(INSTRUCTIONS TO FOLLOW):
From the entries below, work out how many lines contain the string "Where"; answer with the number alone.

(EXTRACTED RECORDS):
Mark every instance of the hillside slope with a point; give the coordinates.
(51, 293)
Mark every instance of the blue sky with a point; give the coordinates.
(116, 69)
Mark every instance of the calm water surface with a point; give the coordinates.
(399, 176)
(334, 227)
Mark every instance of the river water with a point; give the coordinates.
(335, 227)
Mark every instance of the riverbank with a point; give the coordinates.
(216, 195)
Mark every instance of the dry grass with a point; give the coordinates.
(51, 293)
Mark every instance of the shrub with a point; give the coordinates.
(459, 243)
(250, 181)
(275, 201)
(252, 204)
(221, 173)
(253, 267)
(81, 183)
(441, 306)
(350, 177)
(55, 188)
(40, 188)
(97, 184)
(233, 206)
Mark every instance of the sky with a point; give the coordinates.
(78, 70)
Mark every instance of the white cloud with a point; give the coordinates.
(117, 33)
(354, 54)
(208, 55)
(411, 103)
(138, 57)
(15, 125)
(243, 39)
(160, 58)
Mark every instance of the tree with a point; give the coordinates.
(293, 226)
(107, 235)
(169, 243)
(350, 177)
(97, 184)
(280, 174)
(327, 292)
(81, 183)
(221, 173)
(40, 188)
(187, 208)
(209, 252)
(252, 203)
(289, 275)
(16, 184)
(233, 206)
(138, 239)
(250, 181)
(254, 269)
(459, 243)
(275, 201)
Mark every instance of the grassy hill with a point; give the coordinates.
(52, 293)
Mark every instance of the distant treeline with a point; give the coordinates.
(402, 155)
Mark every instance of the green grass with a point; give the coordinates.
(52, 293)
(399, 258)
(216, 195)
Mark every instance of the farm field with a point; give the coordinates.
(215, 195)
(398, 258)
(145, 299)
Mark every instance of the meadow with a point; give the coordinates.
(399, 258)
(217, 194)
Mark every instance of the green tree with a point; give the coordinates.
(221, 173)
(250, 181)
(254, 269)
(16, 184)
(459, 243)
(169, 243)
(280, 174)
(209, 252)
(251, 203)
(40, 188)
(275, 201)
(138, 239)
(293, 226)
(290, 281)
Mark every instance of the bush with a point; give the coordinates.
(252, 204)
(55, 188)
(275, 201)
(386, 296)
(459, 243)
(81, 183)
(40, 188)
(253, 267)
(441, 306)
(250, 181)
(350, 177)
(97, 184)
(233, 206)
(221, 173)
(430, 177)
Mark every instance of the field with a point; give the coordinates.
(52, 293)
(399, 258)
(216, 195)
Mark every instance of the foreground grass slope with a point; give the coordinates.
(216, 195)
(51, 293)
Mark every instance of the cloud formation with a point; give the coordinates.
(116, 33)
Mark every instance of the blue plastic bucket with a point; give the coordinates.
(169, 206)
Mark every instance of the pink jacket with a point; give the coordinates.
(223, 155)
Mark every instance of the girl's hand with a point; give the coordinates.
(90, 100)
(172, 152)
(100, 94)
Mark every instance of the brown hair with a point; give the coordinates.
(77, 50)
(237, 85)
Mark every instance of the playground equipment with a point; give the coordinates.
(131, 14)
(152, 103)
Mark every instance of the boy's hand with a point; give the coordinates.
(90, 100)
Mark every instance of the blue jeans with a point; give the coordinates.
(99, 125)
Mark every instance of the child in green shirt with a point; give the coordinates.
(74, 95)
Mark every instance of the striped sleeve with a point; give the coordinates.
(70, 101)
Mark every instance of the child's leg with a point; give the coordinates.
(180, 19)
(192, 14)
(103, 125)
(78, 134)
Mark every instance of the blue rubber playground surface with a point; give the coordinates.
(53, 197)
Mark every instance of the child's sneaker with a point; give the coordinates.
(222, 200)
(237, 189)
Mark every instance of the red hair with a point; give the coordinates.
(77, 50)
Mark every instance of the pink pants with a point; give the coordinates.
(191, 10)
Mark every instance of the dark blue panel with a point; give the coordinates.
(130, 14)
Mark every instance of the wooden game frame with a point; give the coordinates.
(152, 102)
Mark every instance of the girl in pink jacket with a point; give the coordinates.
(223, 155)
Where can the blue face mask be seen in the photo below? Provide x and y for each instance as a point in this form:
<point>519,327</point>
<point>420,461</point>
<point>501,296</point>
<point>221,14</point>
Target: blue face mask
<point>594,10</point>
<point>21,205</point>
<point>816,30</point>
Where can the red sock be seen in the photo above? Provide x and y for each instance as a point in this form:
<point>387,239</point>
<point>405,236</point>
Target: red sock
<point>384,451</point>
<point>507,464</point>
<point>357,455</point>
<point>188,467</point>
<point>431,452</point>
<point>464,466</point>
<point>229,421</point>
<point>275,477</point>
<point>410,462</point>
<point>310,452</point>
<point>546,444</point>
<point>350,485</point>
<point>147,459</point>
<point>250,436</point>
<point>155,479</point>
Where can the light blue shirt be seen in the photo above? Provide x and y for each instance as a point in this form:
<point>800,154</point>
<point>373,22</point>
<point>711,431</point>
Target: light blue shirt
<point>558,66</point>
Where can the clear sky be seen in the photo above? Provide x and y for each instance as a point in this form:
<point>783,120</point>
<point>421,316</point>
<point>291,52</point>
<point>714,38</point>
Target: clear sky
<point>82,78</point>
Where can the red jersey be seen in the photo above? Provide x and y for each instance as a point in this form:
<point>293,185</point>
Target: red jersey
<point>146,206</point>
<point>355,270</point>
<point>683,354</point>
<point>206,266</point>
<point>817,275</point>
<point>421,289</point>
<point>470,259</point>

(COMPLETED TASK):
5